[Written task] Gather every line of the records that contains the word "brown", and copy each one out in full.

begin

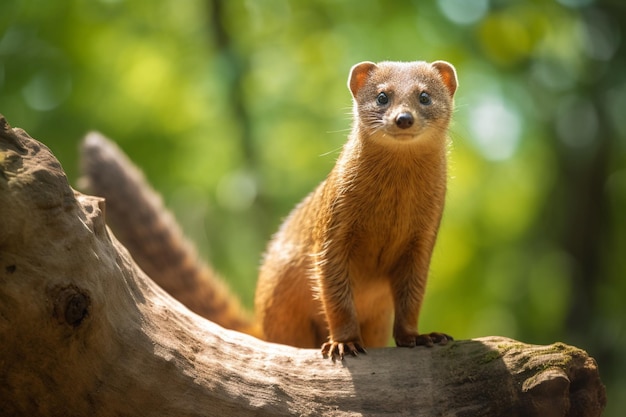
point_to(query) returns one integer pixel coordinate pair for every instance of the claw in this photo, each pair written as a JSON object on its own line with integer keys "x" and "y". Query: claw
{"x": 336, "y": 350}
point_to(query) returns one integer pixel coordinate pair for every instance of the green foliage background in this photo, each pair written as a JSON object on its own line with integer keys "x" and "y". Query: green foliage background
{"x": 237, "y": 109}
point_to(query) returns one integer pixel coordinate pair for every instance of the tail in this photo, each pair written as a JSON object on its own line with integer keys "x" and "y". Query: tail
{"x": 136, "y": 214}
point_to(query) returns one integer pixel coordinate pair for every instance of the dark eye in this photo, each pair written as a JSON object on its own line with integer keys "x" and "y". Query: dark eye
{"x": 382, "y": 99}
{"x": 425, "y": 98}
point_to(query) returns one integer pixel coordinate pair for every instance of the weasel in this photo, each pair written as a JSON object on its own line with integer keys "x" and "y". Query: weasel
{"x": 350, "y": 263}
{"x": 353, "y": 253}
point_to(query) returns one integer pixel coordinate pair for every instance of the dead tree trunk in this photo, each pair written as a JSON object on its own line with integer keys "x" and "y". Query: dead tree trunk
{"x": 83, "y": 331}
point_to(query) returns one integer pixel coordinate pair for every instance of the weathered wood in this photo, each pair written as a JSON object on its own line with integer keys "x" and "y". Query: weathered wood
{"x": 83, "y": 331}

end
begin

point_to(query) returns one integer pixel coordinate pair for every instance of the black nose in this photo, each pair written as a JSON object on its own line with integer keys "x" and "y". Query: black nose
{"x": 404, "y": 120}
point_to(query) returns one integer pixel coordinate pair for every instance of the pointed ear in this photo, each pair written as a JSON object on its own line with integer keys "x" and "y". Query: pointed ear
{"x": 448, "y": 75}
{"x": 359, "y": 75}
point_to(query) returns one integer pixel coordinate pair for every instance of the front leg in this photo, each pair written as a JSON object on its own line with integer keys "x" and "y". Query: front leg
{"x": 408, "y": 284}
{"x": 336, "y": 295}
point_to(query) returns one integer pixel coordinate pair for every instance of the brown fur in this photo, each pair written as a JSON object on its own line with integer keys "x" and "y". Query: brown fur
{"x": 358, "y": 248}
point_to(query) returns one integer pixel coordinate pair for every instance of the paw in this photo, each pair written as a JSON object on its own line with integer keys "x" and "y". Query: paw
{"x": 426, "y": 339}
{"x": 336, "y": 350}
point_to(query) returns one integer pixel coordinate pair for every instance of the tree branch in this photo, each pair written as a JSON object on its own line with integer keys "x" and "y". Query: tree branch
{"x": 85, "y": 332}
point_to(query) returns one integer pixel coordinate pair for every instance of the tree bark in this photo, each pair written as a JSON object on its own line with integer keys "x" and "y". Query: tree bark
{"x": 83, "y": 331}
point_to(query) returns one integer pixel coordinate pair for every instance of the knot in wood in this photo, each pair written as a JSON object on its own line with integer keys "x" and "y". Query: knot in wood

end
begin

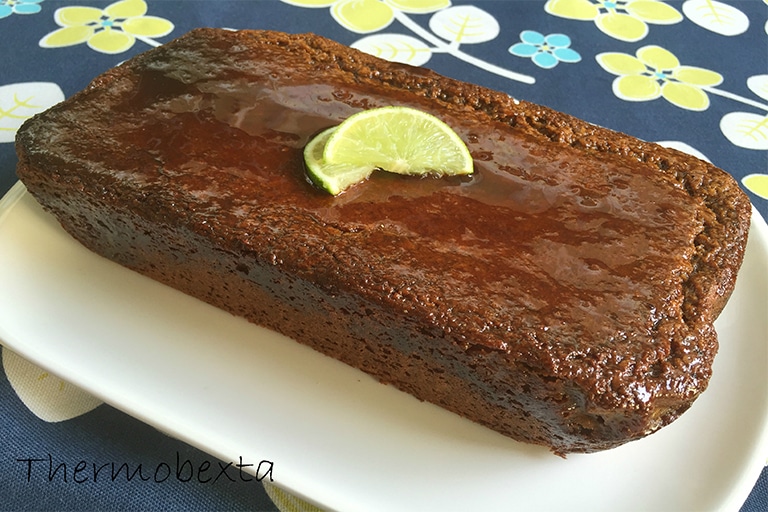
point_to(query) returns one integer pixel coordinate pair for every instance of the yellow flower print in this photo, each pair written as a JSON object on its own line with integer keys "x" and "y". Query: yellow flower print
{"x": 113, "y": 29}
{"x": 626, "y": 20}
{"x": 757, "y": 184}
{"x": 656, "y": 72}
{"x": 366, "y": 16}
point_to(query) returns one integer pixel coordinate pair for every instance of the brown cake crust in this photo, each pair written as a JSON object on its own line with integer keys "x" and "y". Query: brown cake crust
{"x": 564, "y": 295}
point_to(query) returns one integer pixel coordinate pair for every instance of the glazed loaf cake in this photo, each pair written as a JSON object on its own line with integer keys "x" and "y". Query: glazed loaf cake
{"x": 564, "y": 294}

end

[Exercise output]
point_to(query) returns one integer pixel coordinate pair for every instance of the brown fur in this photo, each pair written as a JSON object on its own line with integer keys "x" and "y". Query: brown fur
point_to(query) returns one integer pixel coordinate pair for every instance of the brown cake crust in this photo, each pair written as a JSON object on its own line with integer keys "x" and "y". Query: brown cake crust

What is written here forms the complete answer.